* _What is being asked_
Omit the pictures, then reproduce every remaining record exactly.

* _Data for the task_
========================================

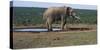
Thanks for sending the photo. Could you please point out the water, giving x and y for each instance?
(35, 30)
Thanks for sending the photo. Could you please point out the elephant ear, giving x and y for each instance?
(69, 11)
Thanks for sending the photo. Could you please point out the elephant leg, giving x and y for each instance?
(62, 25)
(63, 22)
(49, 24)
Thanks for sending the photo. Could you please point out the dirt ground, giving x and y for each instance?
(54, 39)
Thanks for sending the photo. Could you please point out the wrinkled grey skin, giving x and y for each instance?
(53, 14)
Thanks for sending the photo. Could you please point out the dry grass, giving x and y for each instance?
(52, 39)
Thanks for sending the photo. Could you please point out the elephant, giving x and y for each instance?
(53, 14)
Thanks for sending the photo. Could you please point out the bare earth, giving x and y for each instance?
(53, 39)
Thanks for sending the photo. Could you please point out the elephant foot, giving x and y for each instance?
(50, 30)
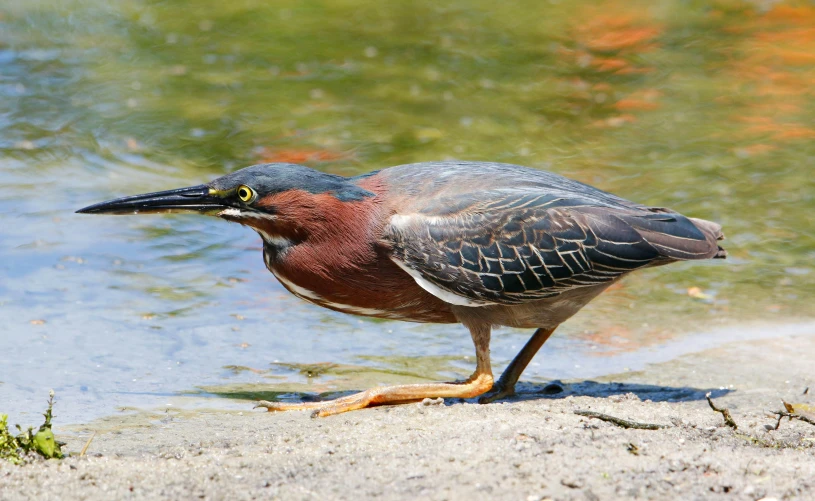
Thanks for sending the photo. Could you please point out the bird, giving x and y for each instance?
(481, 244)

========================================

* _Exercise output_
Thanks for sending the photo. Could you please point out the water, giving x and y for each instance?
(35, 30)
Thanks for sending the photo. Could you please point out the elephant ear, giving x and y for each instance?
(69, 11)
Thanks for sending the photo. Could you please point out the elephant leg, giving x and y for each instance?
(62, 25)
(63, 22)
(49, 24)
Thanks for sending the photo. Could you please point out the dirt ground, giving x and y for each instance?
(54, 39)
Thanks for sending the photo. Could you please point out the wrinkled grey skin, giving x and y for each instance?
(53, 14)
Thanks for sending the photo. Could you please point out the dry grass, giving x and y for each instance?
(52, 39)
Thanks for sending the photo. Could you please point out the elephant, giving x and y for each instance?
(53, 14)
Thanks for sending the photo. Could you please point out the bare earth, giving x and y for each instance?
(53, 39)
Thanks for sending the photo. Could you please point out the elephant foot, giving x and y for each instance?
(50, 30)
Thanks for sending the photo. Could you please point out the bird, giving x and y for each instance?
(481, 244)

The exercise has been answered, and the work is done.